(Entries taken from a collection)
--------------------

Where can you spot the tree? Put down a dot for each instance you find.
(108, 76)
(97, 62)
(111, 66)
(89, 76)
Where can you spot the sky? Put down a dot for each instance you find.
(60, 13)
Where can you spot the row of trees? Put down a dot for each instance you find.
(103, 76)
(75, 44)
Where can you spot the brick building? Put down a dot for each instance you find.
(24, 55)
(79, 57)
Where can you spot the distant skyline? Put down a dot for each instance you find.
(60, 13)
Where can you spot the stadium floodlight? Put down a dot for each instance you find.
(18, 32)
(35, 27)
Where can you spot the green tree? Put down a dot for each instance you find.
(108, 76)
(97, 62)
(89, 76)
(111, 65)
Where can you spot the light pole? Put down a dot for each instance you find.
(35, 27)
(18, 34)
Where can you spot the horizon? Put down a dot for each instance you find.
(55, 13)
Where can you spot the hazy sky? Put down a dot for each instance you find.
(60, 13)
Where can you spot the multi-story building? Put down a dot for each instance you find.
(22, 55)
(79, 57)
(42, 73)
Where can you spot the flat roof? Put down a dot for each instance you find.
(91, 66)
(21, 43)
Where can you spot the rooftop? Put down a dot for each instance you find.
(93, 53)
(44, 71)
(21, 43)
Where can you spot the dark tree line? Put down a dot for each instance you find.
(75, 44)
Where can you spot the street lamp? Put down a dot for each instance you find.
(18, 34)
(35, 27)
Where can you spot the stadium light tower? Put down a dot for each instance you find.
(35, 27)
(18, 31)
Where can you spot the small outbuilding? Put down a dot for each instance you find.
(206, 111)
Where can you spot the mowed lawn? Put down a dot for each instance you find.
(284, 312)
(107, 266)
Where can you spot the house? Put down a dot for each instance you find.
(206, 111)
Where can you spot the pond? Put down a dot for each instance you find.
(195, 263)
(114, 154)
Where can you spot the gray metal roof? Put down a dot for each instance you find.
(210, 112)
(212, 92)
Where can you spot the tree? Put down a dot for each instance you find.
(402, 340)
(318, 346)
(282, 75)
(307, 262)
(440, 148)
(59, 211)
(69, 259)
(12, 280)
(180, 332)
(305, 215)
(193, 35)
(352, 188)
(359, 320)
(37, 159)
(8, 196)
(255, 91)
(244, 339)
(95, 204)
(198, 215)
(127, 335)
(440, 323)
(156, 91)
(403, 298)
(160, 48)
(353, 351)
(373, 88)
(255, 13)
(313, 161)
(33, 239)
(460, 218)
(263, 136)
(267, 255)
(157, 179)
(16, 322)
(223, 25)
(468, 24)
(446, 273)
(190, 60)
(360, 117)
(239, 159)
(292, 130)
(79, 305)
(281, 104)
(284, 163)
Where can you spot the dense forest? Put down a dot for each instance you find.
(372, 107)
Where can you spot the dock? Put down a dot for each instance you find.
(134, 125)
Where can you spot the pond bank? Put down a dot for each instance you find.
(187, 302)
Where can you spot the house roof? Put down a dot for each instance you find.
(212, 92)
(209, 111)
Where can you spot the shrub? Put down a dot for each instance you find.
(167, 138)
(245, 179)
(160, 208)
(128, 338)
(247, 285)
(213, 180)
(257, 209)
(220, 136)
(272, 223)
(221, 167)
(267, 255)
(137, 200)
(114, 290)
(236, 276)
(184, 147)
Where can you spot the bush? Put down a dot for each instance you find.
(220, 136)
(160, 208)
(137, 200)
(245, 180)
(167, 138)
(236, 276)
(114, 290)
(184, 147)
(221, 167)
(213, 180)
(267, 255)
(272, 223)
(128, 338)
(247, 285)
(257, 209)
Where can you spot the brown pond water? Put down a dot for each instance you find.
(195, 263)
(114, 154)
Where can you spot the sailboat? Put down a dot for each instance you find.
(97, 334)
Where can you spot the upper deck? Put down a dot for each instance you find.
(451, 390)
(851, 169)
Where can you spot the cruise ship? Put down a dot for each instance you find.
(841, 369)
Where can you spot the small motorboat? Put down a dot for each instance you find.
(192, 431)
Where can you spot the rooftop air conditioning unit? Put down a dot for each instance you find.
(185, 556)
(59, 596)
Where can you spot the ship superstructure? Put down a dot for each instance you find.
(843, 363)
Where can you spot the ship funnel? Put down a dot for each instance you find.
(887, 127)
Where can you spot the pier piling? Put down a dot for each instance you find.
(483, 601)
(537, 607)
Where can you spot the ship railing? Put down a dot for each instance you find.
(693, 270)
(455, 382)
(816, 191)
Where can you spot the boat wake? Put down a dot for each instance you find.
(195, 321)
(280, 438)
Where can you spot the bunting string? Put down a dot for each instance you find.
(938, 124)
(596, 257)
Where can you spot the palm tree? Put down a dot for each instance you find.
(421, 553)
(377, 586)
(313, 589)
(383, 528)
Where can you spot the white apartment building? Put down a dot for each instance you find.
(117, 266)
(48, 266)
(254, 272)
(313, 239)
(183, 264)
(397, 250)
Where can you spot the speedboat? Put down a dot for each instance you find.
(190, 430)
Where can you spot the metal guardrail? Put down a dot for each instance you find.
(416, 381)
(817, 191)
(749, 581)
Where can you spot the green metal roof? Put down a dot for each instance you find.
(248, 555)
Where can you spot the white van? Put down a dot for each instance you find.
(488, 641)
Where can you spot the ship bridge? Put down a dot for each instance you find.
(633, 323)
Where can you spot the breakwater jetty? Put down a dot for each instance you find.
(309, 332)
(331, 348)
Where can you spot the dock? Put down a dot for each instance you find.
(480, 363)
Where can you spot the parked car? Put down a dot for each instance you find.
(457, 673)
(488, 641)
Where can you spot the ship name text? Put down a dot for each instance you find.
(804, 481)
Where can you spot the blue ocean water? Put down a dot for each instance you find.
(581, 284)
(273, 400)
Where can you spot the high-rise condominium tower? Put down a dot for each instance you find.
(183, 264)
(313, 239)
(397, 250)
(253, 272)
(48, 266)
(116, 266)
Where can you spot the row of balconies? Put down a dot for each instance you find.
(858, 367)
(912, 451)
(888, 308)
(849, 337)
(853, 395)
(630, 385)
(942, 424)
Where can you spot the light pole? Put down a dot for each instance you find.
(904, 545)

--------------------

__AIM OF THE TASK__. You are asked to reproduce word for word the line containing "Where can you spot the breakwater" and every subsequent line through the end of the entries.

__TASK SOLUTION__.
Where can you spot the breakwater jetty? Put down a dot for each instance you find.
(309, 332)
(331, 348)
Where can you spot the dock? Put down a dot for each instance you find.
(480, 363)
Where can you spot the parked car? Put down a dot for each instance you find.
(457, 673)
(488, 641)
Where can you spot the ship name text? Put down a dot for each instance you find.
(804, 481)
Where can you spot the blue ocean water? Put down a dot for each instance you find.
(581, 284)
(273, 400)
Where can you spot the high-rise condominium tower? Put down a dot for each instance you find.
(183, 264)
(313, 239)
(397, 250)
(253, 272)
(48, 266)
(116, 266)
Where can you spot the row of balconies? Put down a dot for each instance you find.
(858, 367)
(912, 451)
(888, 308)
(849, 337)
(853, 395)
(630, 385)
(942, 424)
Where can you spot the light pole? Put down a dot for each instance you find.
(904, 545)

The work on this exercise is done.